==== Information shown ====

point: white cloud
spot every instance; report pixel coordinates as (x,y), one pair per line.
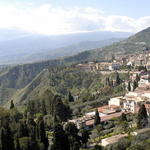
(49,20)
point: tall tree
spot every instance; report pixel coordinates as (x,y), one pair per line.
(11,105)
(118,81)
(70,97)
(17,144)
(97,119)
(59,109)
(134,85)
(60,139)
(123,117)
(145,69)
(129,86)
(7,136)
(142,119)
(41,134)
(72,133)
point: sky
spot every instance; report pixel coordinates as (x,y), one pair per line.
(50,17)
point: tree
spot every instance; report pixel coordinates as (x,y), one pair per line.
(99,129)
(6,135)
(137,78)
(97,119)
(118,81)
(70,97)
(60,139)
(84,135)
(76,146)
(142,119)
(134,85)
(72,133)
(129,86)
(17,144)
(123,117)
(41,134)
(59,109)
(145,69)
(11,105)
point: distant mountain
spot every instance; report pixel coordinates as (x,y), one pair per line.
(24,82)
(136,43)
(69,50)
(15,44)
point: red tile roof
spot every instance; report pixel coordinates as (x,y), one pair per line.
(104,118)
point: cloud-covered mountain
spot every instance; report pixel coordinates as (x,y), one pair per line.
(17,44)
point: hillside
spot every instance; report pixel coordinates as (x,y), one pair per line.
(70,50)
(135,43)
(22,80)
(16,46)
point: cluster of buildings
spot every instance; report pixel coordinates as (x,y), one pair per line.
(136,59)
(91,66)
(129,103)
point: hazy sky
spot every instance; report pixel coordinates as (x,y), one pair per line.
(71,16)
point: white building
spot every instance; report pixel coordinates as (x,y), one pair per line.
(115,101)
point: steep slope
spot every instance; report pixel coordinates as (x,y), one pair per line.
(70,50)
(19,80)
(16,44)
(135,43)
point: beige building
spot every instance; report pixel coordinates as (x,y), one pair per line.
(103,66)
(115,101)
(85,67)
(113,139)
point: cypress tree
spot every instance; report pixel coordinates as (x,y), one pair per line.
(70,97)
(60,139)
(134,85)
(11,105)
(123,117)
(118,81)
(59,109)
(142,119)
(97,119)
(84,136)
(72,133)
(76,146)
(145,69)
(7,136)
(129,86)
(42,135)
(17,144)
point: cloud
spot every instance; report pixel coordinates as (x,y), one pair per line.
(46,19)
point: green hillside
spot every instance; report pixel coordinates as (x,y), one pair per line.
(25,82)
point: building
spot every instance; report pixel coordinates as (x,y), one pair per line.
(112,139)
(85,67)
(103,66)
(114,66)
(115,101)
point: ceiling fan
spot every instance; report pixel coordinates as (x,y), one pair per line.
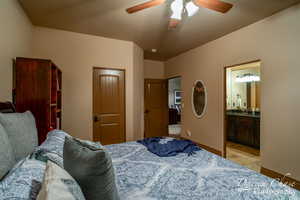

====

▶ [Aim of the exercise] Put the lines above into a JSON list of strings, with one string for each line and blank lines omitted. Leave the pictures out.

▶ [Complete answer]
[
  "point: white cloud",
  "spot every instance; report pixel coordinates as (x,y), one pair per line.",
  "(49,20)",
  "point: tall tree",
  "spot every instance; report pixel coordinates as (x,y), one pair per line.",
  "(11,105)",
  "(118,81)",
  "(70,97)",
  "(17,144)",
  "(97,119)",
  "(59,109)",
  "(134,85)",
  "(60,139)",
  "(123,117)",
  "(145,69)",
  "(129,86)",
  "(7,136)",
  "(142,119)",
  "(41,134)",
  "(72,133)",
  "point: sky",
  "spot every instance; report pixel coordinates as (x,y), one pair per line.",
  "(50,17)",
  "point: tree",
  "spot every instance; report pixel coordinates as (x,y), one pair per line.",
  "(99,129)",
  "(6,135)",
  "(137,78)",
  "(97,119)",
  "(118,81)",
  "(70,97)",
  "(60,139)",
  "(84,135)",
  "(76,146)",
  "(142,119)",
  "(134,85)",
  "(72,133)",
  "(129,86)",
  "(17,144)",
  "(123,117)",
  "(41,134)",
  "(59,109)",
  "(145,69)",
  "(11,105)",
  "point: distant mountain",
  "spot every instance; report pixel coordinates as (x,y), one pair per line.",
  "(24,82)",
  "(136,43)",
  "(69,50)",
  "(15,44)",
  "point: red tile roof",
  "spot every instance; report pixel coordinates as (x,y), one pair per line.",
  "(104,118)",
  "point: cloud-covered mountain",
  "spot every instance; report pixel coordinates as (x,y), one pair per line.",
  "(17,44)",
  "point: hillside",
  "spot every instance; report pixel coordinates as (x,y), one pair per line.",
  "(70,50)",
  "(135,43)",
  "(22,80)",
  "(16,46)",
  "point: cluster of buildings",
  "spot every instance; report pixel coordinates as (x,y), one pair per line.",
  "(136,59)",
  "(91,66)",
  "(129,103)",
  "point: hazy sky",
  "spot every instance; report pixel coordinates as (x,y), one pair per line.",
  "(71,16)",
  "point: white building",
  "spot every instance; report pixel coordinates as (x,y), one pair per line.",
  "(115,101)",
  "point: steep slope",
  "spot every instance; report pixel coordinates as (x,y), one pair per line.",
  "(70,50)",
  "(19,80)",
  "(16,44)",
  "(135,43)",
  "point: beige building",
  "spot every instance; report pixel coordinates as (x,y), one pair per line.",
  "(103,66)",
  "(115,101)",
  "(85,67)",
  "(113,139)",
  "point: cypress tree",
  "spot every instance; report pixel coordinates as (x,y), one pair per line.",
  "(70,97)",
  "(60,139)",
  "(134,85)",
  "(11,105)",
  "(123,117)",
  "(118,81)",
  "(59,109)",
  "(142,119)",
  "(97,119)",
  "(84,136)",
  "(72,133)",
  "(76,146)",
  "(145,69)",
  "(7,136)",
  "(129,86)",
  "(42,135)",
  "(17,144)",
  "point: cloud",
  "spot every instance; report pixel coordinates as (x,y), one pair per line.",
  "(46,19)",
  "point: green hillside",
  "spot every instance; report pixel coordinates as (x,y), one pair per line.",
  "(25,82)",
  "point: building",
  "spot every instance; report pixel coordinates as (x,y), one pair per line.",
  "(112,139)",
  "(85,67)",
  "(103,66)",
  "(114,66)",
  "(115,101)",
  "point: ceiling fan",
  "spot every instance; report pixel coordinates as (x,y), one pair per line."
]